▶ **ЧТО СДЕЛАТЬ**:
a - Ответьте на вопросы по отрывку о воле и свободе:
(i) Кто, согласно пункту 1, жаловался на смешение названий, относящихся к области воли?
(ii) С каких двух сторон рассмотрели волю в предыдущих главах?
(iii) Какое слово, кроме «своеволие», по пункту 3 тоже имеет нравственное значение?
b - Перепишите из отрывка о воле и свободе без единого изменения часть от «ГЛАВА XLV. Воля» до «отношении (16 - 17)».
c - Допишите отрывок о воле и свободе, начиная сразу после его последнего предложения.

▶ **ВЫБРАННЫЙ ОТРЫВОК**:

----

ГЛАВА XLV. Воля как противоположность неволе: стремление к свободе






Установление терминов " воля", " свобода" и " свобода души" (1 - 6). - Стремление к свободе есть стремление душевное (7). - Оно рождается как отрицание стеснения (8). - Понятие насилия (9 - 10). - Извращения стремления к свободе (11 - 13). - Связь свободы с деятельностью (14 - 15). - Обязанности воспитания в этом отношении (16 - 17)

1. В предыдущих главах мы рассмотрели волю с двух сторон: как власть души над телом и как хотение, или желание, вырабатывающееся в душе в акт власти. Теперь нам остается рассмотреть то же явление с третьей стороны: изучить понятие воли как противоположное понятию неволи. При этом прежде всего нам предстоит удалить препятствия к ясному пониманию предмета, происходящие от безразличного смешения названий, относящихся к области воли, на которое жаловался еще Лейбниц.

2. Прежде всего заметим, что понятие воли как противоположности неволе не должно смешивать с тем понятием свободы, которое имеет свое специальное философское и психологическое значение и приложимо только к человеку, и то в таком лишь случае, если мы признаем за ним свободу воли. Это философское понятие воли как безграничной свободы выбора между различными мотивами или желаниями, побуждающими человека к тому или другому поступку, не совершенно чуждо и языку общества. Так, если человек увлекся в своем поступке какою-нибудь страстью, то мы говорим о нем, что он действовал не свободно, а под влиянием страсти; но не можем сказать, что он действовал невольно, так как в своем действии он руководился своим, а не чужим желанием, своею, а не чужою волею. Следовательно, в этом случае мы отличаем понятие своей воли от понятия свободы.

3. С другой стороны, мы часто даем такое употребление слову " свобода", которое было бы невозможно, если бы мы придавали этому слову одно философское значение - безграничной свободы выбора между мотивами. В таком, не философском смысле говорим мы о свободе народа, о любви к свободе, об освобождении раба и даже, в переносном смысле, об освобождении сил, о свободном теплороде и т.п. Ясно, что, говоря, например, что рабу дали свободу, мы вовсе не разумеем, чтобы ему дали безграничную свободу выбора между мотивами его.поступков или его желаниями, чего никто дать ему не может; но хотим сказать только, что ему дали возможность сообразоваться в своих поступках со своими желаниями. Точно так же, говоря о любви к свободе, мы принимаем здесь слово " свобода" не в его философском смысле и хотим выразить только, что человек любит, чтобы его не стесняли в исполнении его желаний, и отвращается от всякого постороннего для души насилия. Во всех этих случаях мы употребляем слово " свобода" для означения понятия своей воли. На слово " своеволие" имеет у нас специальное нравственное, и притом дурное нравственное, значение, так что оно придало бы особый характер нашему предмету, которого мы вовсе не хотели ему придать. То же нравственное значение имеет и слово " произвол".

----

▶ **ИСХОДНЫЕ ДАННЫЕ**:
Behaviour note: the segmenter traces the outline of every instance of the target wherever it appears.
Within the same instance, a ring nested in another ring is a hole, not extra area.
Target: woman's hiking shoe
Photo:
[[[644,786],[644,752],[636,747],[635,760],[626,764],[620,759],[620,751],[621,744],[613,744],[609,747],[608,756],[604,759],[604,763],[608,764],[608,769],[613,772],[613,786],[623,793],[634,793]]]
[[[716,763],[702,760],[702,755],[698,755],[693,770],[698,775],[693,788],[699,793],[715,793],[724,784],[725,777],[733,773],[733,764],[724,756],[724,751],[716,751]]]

----

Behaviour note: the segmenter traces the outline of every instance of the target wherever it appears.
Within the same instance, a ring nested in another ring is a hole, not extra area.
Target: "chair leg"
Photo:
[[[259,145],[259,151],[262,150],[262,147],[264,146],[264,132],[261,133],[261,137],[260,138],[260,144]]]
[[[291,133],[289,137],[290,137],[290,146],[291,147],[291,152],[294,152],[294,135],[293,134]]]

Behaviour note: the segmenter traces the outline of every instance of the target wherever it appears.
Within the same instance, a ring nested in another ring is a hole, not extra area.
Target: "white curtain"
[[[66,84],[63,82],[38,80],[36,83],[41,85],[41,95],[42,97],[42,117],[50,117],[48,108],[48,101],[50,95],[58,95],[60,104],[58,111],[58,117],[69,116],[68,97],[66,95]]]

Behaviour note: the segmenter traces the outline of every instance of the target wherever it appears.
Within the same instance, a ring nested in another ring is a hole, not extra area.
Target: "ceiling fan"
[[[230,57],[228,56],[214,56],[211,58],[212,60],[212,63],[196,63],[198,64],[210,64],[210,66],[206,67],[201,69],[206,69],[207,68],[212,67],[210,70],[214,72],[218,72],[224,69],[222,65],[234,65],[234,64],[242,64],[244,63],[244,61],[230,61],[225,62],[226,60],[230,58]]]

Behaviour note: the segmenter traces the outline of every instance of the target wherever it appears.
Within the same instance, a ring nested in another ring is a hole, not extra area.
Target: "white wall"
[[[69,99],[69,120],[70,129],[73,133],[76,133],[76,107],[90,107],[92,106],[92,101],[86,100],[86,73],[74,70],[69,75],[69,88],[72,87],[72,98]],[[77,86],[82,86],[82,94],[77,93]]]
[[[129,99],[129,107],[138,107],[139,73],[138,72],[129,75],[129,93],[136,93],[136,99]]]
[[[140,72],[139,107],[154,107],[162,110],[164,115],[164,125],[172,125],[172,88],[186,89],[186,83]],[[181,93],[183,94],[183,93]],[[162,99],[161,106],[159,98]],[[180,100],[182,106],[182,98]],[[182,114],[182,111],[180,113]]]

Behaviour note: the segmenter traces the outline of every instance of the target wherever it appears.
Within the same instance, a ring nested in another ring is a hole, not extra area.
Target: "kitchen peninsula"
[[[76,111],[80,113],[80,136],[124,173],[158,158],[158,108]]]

----

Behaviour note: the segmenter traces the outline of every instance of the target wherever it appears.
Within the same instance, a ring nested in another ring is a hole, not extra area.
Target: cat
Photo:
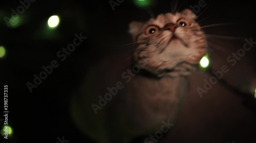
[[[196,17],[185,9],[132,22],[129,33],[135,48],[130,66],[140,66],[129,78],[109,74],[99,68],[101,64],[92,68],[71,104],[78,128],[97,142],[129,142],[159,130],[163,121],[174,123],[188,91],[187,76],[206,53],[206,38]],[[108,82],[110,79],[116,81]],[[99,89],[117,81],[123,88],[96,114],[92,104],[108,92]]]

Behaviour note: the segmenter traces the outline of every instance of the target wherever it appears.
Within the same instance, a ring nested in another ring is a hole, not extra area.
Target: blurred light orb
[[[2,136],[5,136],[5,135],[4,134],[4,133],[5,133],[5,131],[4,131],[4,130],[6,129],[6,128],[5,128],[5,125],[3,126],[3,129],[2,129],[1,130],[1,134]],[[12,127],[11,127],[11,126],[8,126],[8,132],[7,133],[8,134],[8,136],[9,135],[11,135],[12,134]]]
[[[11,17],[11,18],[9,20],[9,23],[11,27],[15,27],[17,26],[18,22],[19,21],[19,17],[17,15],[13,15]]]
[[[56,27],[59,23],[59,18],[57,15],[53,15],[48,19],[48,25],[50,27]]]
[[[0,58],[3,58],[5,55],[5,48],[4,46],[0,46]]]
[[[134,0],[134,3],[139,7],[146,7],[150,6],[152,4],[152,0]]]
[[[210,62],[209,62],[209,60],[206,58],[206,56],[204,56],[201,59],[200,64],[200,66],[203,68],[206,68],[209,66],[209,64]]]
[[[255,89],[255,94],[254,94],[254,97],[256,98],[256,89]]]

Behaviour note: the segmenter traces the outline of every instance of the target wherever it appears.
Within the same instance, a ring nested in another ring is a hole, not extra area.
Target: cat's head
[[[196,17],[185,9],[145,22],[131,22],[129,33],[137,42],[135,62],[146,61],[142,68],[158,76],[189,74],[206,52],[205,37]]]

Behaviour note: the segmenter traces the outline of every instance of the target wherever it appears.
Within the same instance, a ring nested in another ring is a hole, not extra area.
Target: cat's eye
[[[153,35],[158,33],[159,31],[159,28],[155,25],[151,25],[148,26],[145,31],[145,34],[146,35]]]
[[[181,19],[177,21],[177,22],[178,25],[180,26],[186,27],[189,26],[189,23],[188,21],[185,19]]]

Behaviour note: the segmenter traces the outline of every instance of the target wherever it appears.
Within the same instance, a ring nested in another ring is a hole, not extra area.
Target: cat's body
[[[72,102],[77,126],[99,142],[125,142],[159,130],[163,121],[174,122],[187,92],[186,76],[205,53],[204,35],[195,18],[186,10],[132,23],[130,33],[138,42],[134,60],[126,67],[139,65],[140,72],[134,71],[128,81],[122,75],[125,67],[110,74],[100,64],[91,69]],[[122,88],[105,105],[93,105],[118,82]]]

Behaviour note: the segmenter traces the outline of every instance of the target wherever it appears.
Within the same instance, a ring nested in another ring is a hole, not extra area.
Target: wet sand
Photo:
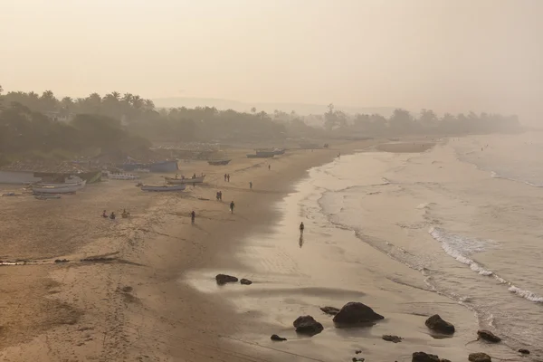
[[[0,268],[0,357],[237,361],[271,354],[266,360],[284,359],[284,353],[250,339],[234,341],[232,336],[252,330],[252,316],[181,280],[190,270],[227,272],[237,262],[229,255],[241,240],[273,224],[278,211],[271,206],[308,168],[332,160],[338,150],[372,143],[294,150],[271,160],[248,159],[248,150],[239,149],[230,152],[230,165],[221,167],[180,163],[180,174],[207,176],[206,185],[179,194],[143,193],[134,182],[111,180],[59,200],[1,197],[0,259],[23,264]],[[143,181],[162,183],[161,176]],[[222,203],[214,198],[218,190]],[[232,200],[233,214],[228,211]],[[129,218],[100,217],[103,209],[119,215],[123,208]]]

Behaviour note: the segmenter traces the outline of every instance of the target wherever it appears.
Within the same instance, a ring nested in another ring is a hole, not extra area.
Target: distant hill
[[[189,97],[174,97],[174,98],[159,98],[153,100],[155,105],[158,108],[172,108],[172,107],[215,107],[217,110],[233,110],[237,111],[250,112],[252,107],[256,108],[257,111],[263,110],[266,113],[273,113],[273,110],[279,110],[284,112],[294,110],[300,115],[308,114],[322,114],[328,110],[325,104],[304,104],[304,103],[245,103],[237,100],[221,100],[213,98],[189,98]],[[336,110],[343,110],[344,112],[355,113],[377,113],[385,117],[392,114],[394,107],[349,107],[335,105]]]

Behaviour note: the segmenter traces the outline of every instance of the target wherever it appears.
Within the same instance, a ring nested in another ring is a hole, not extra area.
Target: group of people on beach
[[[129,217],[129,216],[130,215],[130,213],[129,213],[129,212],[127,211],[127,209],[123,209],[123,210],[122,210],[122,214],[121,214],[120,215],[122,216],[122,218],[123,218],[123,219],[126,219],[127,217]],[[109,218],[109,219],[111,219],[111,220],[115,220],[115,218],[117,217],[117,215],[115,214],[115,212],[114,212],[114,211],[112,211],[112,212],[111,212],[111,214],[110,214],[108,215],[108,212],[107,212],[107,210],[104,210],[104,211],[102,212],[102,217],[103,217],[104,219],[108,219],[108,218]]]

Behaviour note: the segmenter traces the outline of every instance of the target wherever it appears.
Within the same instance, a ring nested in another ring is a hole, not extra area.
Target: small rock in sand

----

▶ **ОТВЕТЫ**:
a -
(i) Лейбниц.
(ii) Как власть души над телом и как хотение, или желание, вырабатывающееся в душе в акт власти.
(iii) «Произвол».

b -
ГЛАВА XLV. Воля как противоположность неволе: стремление к свободе






Установление терминов " воля", " свобода" и " свобода души" (1 - 6). - Стремление к свободе есть стремление душевное (7). - Оно рождается как отрицание стеснения (8). - Понятие насилия (9 - 10). - Извращения стремления к свободе (11 - 13). - Связь свободы с деятельностью (14 - 15). - Обязанности воспитания в этом отношении (16 - 17)

c -
4. Но почему же нет в языке слова для обозначения понятия воли как противоположности неволе? По той простой причине, что это понятие скрывается в самом слове " воля", которая у каждого может быть только своя, а не чужая. Правда, язык прибегает иногда к эпитету " добрая": " На это была твоя добрая воля"; но так как добрая воля может быть в то же время и очень злою волею, то мы и не можем признать за научный термин выражения " добрая воля", " добровольный поступок" и т.п. Не давая особого названия своей воле, язык народа выказывает сильный психологический такт; ибо уже в самом понятии воли скрывается необходимость ее принадлежности лицу, ее имеющему, - неразрывная связь личности и воли. В этом смысле освобождение крестьян от крепостной зависимости народ просто и энергически назвал волею.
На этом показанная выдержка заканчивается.